Fluchterlebnisse und Glücksmomente
Für viele Schüler in der Klasse gehören dazu auch Fluchterlebnisse. Diese werden zwar im Unterricht nicht thematisiert, tauchen aber in Erzählungen der Kinder manchmal auf. „Ich wollte an einem Tag über unterschiedliche Fortbewegungsmöglichkeiten in Berlin sprechen. So wurde neben Bus, S-Bahn, U-Bahn und Flugzeug auch vom Schlauchboot erzählt. Drei Kinder in der Klasse sind mit ihrer Familie in einem kleinen Kinderschlauchboot von der Türkei nach Griechenland gekommen“, erzählt Aniko Ramshorn-Bircsak.
Doch neben bedrückenden Momenten erinnert sich die Klassenlehrerin auch an viele schöne. Zum Beispiel, wenn sich die Kinder gegenseitig Gutes zum Geburtstag wünschen. „Je nach Sprachstand wird der Gedanke auf Deutsch oder in der Muttersprache ausgesprochen. Dabei unterstützen sich die Schüler gegenseitig und übersetzten“, erzählt die Lehrerin. Momente der Ruhe und Achtsamkeit neben dem Stimmen- und Sprachgewirr im Schulalltag.

[Einträge aus einer Sammlung]

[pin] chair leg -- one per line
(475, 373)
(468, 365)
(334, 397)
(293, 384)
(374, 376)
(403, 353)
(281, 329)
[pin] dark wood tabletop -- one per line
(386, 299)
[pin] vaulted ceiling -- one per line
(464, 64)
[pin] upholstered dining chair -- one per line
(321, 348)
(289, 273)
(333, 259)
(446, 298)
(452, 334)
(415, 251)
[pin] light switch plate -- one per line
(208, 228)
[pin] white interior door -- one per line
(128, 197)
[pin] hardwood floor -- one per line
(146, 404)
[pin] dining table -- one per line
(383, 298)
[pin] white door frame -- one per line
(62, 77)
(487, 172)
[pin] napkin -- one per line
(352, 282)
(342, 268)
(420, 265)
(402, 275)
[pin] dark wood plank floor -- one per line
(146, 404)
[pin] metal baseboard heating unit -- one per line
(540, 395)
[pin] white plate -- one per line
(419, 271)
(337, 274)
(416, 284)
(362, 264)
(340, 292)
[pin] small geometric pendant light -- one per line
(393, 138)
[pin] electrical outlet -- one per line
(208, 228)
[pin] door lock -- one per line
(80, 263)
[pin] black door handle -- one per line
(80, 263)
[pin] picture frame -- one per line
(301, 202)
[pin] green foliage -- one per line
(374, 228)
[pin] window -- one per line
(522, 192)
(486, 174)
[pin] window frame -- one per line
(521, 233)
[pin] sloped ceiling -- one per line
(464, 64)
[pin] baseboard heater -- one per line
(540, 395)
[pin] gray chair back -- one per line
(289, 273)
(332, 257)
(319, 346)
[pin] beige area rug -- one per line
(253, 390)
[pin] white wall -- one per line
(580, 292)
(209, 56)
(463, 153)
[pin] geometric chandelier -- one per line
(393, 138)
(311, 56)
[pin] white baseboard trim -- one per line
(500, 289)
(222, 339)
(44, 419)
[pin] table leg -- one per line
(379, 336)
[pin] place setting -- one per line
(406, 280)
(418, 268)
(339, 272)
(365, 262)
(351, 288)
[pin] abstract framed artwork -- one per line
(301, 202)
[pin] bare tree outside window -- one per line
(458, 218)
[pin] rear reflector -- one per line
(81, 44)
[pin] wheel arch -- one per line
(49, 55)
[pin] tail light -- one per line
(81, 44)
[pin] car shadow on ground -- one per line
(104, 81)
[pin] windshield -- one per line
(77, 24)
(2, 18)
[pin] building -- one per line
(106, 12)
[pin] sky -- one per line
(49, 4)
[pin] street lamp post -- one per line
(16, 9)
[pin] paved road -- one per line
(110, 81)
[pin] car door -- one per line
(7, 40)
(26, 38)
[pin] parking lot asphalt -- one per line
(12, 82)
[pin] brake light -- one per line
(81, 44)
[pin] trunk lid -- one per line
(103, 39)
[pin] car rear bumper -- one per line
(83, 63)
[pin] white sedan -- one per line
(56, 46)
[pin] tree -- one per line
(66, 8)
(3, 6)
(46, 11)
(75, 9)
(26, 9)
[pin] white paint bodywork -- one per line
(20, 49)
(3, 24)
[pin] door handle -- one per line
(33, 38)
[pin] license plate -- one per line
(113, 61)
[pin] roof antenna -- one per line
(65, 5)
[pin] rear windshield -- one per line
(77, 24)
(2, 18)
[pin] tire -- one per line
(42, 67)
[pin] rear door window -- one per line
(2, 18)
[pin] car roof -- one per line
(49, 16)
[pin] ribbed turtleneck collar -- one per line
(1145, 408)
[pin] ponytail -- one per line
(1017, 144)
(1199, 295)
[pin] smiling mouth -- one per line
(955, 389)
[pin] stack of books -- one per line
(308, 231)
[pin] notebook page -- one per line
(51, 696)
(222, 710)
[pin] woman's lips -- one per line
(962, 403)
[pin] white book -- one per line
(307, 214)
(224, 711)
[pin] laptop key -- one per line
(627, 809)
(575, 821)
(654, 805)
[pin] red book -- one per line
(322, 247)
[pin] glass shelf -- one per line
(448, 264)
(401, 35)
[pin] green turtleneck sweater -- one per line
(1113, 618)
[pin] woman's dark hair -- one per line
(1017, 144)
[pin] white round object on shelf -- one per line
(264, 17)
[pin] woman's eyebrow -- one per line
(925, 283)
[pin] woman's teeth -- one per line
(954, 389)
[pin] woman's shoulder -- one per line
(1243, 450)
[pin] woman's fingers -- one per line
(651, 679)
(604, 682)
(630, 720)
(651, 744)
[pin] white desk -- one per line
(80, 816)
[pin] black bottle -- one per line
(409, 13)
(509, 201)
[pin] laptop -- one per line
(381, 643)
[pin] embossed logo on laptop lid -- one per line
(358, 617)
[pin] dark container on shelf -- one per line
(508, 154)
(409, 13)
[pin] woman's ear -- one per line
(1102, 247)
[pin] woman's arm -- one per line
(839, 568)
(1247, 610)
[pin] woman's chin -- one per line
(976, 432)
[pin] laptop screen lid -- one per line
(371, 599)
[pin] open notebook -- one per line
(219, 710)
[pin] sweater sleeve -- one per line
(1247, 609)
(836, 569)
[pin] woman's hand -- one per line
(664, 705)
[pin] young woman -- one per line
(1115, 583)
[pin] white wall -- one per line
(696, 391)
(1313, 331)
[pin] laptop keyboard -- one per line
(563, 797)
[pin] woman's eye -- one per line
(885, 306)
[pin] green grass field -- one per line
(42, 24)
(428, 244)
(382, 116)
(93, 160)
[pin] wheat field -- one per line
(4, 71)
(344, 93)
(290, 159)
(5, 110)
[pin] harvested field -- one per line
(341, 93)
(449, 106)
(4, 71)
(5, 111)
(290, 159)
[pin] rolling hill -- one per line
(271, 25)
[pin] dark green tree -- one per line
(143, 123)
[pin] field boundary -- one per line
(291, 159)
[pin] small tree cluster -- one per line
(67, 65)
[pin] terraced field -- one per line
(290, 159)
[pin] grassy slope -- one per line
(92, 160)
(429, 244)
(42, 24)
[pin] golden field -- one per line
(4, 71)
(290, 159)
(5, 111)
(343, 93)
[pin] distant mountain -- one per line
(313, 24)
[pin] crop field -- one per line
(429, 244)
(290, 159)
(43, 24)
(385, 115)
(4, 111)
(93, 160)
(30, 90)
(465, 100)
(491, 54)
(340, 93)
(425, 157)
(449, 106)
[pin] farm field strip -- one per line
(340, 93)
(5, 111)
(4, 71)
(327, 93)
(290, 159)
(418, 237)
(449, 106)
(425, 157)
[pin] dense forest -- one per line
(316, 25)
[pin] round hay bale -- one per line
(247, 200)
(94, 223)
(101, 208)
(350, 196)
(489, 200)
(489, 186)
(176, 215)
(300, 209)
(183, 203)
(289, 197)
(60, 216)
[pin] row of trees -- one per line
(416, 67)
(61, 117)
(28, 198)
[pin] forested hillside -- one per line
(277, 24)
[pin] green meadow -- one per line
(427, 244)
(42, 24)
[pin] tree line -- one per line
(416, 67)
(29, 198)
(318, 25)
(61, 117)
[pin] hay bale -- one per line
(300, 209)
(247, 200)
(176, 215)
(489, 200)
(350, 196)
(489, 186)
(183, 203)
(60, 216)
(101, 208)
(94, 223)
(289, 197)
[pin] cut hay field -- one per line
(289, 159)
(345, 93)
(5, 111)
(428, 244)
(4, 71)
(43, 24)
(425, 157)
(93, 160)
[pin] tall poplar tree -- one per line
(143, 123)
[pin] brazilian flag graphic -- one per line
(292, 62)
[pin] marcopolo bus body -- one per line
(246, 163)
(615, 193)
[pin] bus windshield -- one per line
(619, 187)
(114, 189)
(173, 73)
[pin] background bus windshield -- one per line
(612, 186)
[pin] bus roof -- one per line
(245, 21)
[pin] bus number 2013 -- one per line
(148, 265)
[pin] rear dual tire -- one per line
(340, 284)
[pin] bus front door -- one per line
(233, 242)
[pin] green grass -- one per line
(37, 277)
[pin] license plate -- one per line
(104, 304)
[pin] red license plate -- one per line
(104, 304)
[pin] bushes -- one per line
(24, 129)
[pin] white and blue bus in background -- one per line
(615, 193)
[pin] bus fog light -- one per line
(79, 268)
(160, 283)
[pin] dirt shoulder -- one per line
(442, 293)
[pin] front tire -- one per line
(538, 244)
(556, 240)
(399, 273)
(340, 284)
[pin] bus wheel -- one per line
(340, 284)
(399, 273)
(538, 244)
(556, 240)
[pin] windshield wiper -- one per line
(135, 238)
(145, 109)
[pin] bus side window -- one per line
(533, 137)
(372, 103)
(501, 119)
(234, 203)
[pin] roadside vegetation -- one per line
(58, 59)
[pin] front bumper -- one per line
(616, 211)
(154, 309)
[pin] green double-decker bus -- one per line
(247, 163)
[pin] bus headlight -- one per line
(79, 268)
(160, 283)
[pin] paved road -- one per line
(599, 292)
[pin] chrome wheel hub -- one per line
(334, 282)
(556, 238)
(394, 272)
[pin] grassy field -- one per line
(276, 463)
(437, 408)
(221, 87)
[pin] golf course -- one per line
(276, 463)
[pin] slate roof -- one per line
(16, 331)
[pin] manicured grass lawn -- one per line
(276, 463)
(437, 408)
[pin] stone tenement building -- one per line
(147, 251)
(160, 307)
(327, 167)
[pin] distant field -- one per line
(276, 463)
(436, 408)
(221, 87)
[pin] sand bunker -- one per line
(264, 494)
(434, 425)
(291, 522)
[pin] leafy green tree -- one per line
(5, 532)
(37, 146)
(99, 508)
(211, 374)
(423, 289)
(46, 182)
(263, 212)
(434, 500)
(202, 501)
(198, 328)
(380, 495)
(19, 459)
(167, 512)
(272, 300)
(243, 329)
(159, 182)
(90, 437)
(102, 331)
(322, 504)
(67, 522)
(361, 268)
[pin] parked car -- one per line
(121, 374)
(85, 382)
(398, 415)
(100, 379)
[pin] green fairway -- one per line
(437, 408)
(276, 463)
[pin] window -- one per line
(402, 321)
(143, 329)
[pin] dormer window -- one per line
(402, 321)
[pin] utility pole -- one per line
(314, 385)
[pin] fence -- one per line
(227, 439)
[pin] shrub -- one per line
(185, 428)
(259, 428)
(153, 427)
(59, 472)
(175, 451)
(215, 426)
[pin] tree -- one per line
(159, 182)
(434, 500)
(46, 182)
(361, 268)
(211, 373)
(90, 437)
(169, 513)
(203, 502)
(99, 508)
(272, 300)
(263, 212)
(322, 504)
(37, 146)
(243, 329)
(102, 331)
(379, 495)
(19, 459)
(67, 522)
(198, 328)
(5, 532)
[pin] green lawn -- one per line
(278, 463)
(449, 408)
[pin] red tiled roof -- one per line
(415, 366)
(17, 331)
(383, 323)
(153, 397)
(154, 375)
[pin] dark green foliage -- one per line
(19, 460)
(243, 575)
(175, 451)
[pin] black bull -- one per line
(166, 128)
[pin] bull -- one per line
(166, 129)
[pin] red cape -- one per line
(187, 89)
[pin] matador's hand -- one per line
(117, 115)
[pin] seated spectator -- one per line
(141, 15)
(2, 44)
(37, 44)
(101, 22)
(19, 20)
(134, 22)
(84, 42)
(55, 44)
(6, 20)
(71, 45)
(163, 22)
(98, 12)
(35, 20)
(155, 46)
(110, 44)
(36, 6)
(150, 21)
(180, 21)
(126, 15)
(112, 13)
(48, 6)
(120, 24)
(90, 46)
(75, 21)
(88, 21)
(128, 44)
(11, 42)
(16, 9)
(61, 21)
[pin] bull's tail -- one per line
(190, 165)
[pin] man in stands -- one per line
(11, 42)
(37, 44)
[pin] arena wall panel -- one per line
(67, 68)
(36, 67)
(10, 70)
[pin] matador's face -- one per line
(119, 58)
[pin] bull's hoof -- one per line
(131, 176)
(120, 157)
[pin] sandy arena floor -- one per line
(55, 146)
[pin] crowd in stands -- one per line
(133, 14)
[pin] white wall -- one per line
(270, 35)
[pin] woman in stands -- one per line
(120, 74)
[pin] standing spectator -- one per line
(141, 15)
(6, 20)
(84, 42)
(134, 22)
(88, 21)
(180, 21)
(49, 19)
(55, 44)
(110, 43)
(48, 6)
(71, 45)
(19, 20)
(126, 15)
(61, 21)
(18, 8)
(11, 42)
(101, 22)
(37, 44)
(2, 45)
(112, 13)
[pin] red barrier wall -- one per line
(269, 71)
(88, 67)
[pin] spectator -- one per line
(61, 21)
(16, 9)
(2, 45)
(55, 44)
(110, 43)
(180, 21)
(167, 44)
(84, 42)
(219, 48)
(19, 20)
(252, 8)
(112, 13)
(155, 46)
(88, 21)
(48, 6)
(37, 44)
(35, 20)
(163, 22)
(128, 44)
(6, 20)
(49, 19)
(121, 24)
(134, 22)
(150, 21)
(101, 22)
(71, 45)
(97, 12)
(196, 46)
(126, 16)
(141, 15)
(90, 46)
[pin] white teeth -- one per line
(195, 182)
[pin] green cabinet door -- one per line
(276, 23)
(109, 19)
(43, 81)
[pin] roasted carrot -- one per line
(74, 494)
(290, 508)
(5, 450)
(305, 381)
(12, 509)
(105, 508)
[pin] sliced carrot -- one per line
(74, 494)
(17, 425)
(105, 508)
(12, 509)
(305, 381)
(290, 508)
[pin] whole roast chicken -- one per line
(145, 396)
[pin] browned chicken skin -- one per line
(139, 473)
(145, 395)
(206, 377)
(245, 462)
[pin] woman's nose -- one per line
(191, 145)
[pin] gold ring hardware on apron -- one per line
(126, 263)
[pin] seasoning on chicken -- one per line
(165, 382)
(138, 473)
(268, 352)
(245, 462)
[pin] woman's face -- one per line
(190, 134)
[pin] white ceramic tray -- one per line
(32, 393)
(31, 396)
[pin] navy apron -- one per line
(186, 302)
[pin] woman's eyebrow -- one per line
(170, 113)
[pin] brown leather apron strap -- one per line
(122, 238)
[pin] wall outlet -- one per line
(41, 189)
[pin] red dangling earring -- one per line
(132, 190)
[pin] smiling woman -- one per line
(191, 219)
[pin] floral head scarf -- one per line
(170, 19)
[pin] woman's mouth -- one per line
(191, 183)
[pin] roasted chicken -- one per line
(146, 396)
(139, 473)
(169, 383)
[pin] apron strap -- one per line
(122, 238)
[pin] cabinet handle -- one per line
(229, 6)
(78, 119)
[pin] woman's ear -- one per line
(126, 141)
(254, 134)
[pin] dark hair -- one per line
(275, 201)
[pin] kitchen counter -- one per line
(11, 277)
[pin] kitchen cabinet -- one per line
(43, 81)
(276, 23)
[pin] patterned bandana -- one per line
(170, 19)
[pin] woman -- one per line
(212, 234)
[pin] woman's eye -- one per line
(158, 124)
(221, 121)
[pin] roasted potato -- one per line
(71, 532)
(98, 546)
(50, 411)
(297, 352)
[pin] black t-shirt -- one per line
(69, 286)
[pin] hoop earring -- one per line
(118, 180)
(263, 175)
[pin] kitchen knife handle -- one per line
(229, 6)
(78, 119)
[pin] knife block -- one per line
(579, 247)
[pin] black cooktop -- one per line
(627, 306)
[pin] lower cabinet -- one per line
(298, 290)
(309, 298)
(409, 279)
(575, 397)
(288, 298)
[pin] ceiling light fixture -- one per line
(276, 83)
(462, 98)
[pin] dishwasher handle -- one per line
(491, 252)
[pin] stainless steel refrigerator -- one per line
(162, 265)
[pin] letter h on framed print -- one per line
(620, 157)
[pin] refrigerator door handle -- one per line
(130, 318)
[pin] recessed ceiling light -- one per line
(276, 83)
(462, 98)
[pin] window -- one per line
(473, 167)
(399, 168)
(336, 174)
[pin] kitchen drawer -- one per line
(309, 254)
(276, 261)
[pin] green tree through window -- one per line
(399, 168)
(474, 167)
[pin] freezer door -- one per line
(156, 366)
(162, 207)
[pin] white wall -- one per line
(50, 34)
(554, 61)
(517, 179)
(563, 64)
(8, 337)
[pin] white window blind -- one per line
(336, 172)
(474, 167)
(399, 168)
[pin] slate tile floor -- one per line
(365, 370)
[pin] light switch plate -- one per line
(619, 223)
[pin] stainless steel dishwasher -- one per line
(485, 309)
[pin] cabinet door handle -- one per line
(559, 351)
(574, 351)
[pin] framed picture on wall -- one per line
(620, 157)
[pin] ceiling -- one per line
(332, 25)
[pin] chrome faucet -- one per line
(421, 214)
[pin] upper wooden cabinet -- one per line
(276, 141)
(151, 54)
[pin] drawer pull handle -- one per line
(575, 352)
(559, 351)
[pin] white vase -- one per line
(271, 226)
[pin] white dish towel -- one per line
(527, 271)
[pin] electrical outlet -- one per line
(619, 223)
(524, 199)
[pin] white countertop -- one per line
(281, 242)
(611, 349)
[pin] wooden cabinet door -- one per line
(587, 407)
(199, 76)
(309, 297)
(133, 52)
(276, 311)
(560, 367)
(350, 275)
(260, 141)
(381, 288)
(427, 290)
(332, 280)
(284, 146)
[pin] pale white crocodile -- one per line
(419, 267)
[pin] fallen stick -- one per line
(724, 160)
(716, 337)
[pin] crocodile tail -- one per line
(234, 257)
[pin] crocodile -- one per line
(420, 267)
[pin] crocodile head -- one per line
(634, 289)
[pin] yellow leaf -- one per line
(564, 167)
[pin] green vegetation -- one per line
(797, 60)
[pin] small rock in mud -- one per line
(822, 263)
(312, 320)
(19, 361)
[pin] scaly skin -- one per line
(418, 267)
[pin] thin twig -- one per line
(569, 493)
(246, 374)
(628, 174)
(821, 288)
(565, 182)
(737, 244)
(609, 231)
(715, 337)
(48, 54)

▶ [Zu bearbeiten]:
[1] Gib den Text über Fluchterlebnisse von Schulkindern zwischen „Fluchterlebnisse und Glücksmomente“ und „erzählt Aniko Ramshorn-Bircsak.“, beides eingeschlossen, erneut wieder. Benenne dabei „Fluchterlebnisse“ in „Fluchtgeschichten“ um.
[2] Wie sind laut dem Text über Fluchterlebnisse von Schulkindern drei Kinder der Klasse nach Griechenland gekommen?

▶ [Lösungen]:
[1]
Fluchtgeschichten und Glücksmomente
Für viele Schüler in der Klasse gehören dazu auch Fluchtgeschichten. Diese werden zwar im Unterricht nicht thematisiert, tauchen aber in Erzählungen der Kinder manchmal auf. „Ich wollte an einem Tag über unterschiedliche Fortbewegungsmöglichkeiten in Berlin sprechen. So wurde neben Bus, S-Bahn, U-Bahn und Flugzeug auch vom Schlauchboot erzählt. Drei Kinder in der Klasse sind mit ihrer Familie in einem kleinen Kinderschlauchboot von der Türkei nach Griechenland gekommen“, erzählt Aniko Ramshorn-Bircsak.

[2] Mit ihrer Familie in einem kleinen Kinderschlauchboot von der Türkei aus.